— Data listing —
[start]
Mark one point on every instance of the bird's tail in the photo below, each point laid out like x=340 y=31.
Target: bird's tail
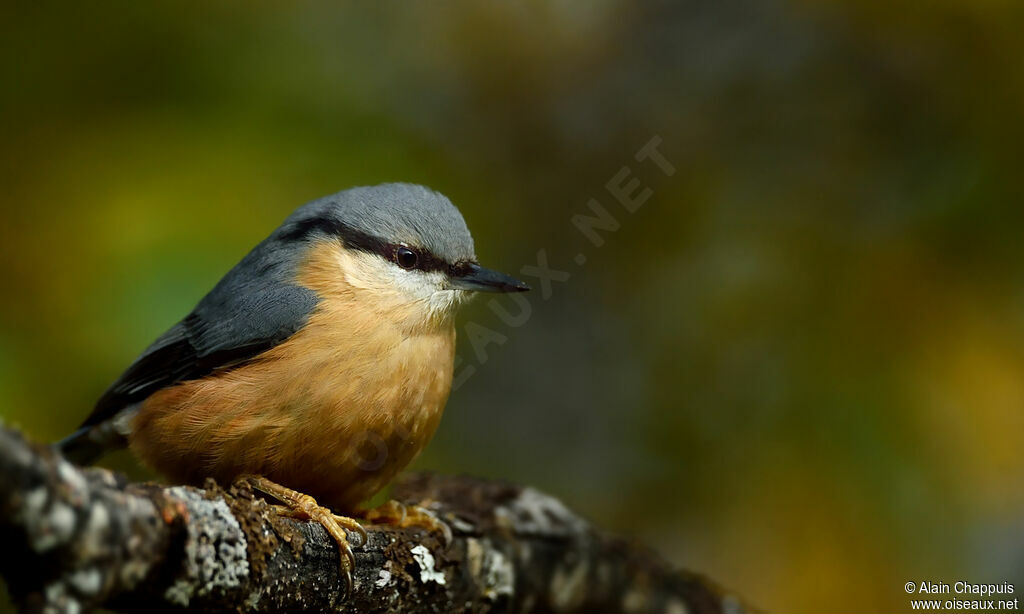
[end]
[start]
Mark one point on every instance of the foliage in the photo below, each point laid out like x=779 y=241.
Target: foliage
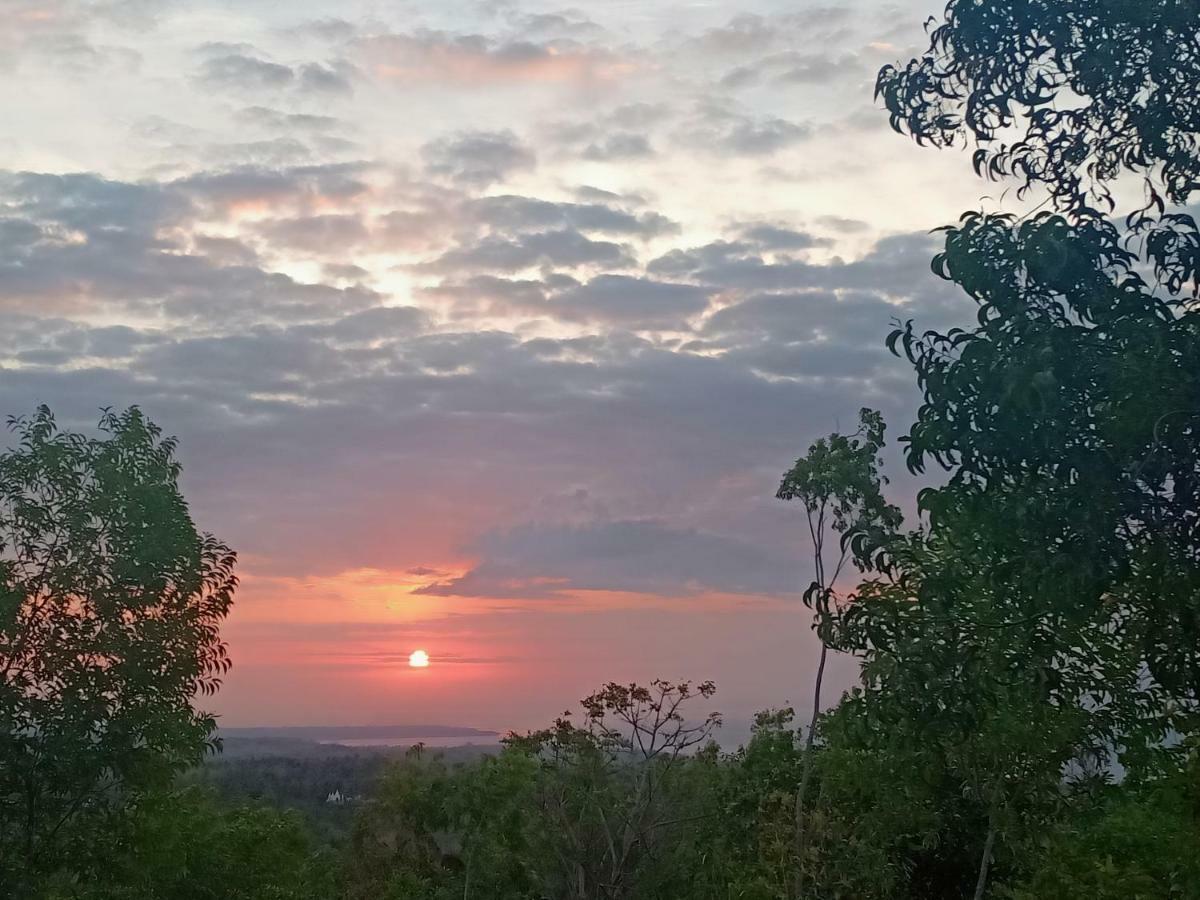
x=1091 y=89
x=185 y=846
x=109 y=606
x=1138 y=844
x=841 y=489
[end]
[start]
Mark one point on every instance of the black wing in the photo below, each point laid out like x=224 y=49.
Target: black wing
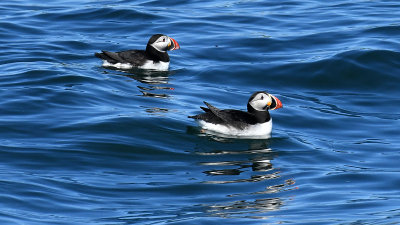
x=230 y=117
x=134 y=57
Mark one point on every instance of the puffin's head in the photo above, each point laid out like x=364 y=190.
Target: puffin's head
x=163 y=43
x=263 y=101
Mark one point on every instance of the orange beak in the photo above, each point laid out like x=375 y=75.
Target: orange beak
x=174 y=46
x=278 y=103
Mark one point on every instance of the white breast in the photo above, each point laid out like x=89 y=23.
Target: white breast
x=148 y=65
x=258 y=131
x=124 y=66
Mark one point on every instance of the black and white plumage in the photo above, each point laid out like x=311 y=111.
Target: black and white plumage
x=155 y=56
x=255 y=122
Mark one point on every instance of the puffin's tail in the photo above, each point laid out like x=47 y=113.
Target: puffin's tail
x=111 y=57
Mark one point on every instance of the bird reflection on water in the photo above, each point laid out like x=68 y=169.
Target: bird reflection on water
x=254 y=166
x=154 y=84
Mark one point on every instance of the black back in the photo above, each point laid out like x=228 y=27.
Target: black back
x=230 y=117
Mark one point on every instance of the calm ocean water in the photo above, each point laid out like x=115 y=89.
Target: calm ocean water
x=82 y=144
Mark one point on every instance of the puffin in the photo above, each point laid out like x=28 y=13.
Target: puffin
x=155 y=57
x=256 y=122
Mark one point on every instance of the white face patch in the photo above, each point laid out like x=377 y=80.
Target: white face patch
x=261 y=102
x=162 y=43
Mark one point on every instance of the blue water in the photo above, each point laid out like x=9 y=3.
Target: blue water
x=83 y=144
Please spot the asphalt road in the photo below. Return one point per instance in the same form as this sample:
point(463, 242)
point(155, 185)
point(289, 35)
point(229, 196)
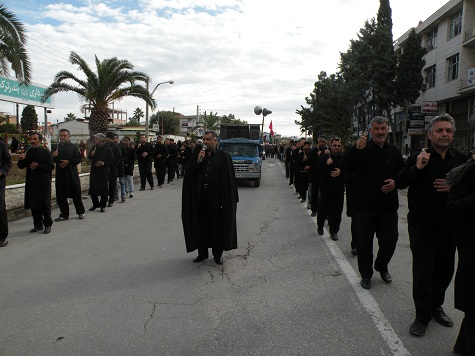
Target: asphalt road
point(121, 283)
[end]
— Task instructions —
Please report each line in the items above that contains the word "orange", copying every such line in full.

— Solution to this problem —
Mark one point on every instance of the orange beak in the photo above, each point laid out like x=375 y=75.
Target: orange beak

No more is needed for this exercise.